-- WHAT YOU ARE ASKED TO DO --
Print out each record below, unaltered and complete, without its images.
↓↓↓
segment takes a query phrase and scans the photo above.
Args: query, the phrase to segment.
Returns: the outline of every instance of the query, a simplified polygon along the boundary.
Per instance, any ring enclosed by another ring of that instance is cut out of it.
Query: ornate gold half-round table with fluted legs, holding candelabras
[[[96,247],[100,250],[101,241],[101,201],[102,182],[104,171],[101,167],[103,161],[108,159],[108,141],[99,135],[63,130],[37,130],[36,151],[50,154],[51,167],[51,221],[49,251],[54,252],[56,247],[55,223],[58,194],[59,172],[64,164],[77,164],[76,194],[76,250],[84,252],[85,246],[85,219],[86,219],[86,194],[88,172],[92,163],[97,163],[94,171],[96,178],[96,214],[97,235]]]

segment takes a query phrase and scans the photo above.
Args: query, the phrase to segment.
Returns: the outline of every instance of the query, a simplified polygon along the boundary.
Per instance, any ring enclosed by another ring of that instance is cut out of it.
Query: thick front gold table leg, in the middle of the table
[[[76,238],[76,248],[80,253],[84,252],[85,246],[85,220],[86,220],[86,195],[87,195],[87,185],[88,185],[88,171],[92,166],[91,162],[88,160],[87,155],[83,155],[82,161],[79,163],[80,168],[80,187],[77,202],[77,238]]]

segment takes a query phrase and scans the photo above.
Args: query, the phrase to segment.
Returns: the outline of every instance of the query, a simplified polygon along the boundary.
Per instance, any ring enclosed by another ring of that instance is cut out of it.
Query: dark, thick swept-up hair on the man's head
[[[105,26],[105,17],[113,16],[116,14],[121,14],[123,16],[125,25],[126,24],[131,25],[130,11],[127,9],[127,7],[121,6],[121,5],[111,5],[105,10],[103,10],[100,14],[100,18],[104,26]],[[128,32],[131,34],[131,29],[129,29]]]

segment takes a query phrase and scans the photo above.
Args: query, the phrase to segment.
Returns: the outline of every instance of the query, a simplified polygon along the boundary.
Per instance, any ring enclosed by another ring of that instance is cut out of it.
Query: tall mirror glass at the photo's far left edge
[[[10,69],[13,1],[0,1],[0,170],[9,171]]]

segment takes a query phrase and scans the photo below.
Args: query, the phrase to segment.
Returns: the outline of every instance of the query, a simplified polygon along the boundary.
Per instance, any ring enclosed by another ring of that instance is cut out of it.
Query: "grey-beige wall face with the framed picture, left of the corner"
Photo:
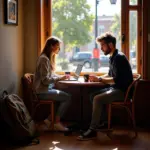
↑↑↑
-- RESPONSE --
segment takes a query phrase and scans the photo above.
Args: query, the phrase to segment.
Returns: the outline of every instance of the query, a simplified polygon along the boundary.
Per instance, any ring enclosed by another ring of that instance is cut out of it.
Query: ornate gold half-round table with fluted legs, holding candelabras
[[[96,247],[100,250],[101,241],[101,201],[102,182],[104,171],[101,167],[103,161],[108,159],[108,141],[99,135],[63,130],[37,130],[36,151],[50,154],[51,167],[51,221],[49,251],[54,252],[56,247],[55,223],[58,194],[59,172],[64,164],[77,164],[76,194],[76,250],[84,252],[85,246],[85,219],[86,219],[86,194],[88,172],[92,163],[97,163],[94,171],[96,178],[96,214],[97,235]]]

segment takes a query phrase and scans the photo above.
Args: query, the phrase to segment.
Returns: the outline of every instance of the query, a simplified polygon along the boundary.
Per instance, any ring enclosed by another ring of that instance is cut out of it.
Query: thick front gold table leg, in the middle of the table
[[[76,238],[76,248],[80,253],[84,252],[85,246],[85,220],[86,220],[86,195],[87,195],[87,185],[88,185],[88,171],[92,166],[91,162],[88,160],[87,155],[83,155],[82,161],[79,163],[80,168],[80,187],[77,202],[77,238]]]

segment takes a query phrase and scans the photo above.
Args: query, the phrase to segment.
Returns: the outline of every instance of the query, a simplified polygon along the boundary.
Per instance, any ring enclosed by another ring of that instance is cut out of it.
Query: dark, thick swept-up hair on the man's head
[[[105,26],[105,17],[113,16],[116,14],[121,14],[123,16],[125,25],[126,24],[131,25],[130,11],[127,9],[127,7],[121,6],[121,5],[111,5],[105,10],[103,10],[100,14],[100,18],[104,26]],[[128,32],[131,34],[131,29],[129,29]]]

segment takes a query phrase and scans the photo above.
Args: query, the phrase to segment.
Returns: the outline of every instance of the query, a simplified polygon along the boundary.
Per instance, any ring enclosed by another ring of that instance is cut out of it.
Query: tall mirror glass at the photo's far left edge
[[[10,69],[13,1],[0,1],[0,170],[9,171]]]

segment takes a query phrase and scans the photo below.
Args: query, the phrase to segment.
Returns: the outline of every instance of the query, a simplified polygon along the boundary.
Per instance, any ring enclosed by another ring of that instance is cut out of it.
Query: "grey-beige wall face with the framed picture, left of the corner"
Photo:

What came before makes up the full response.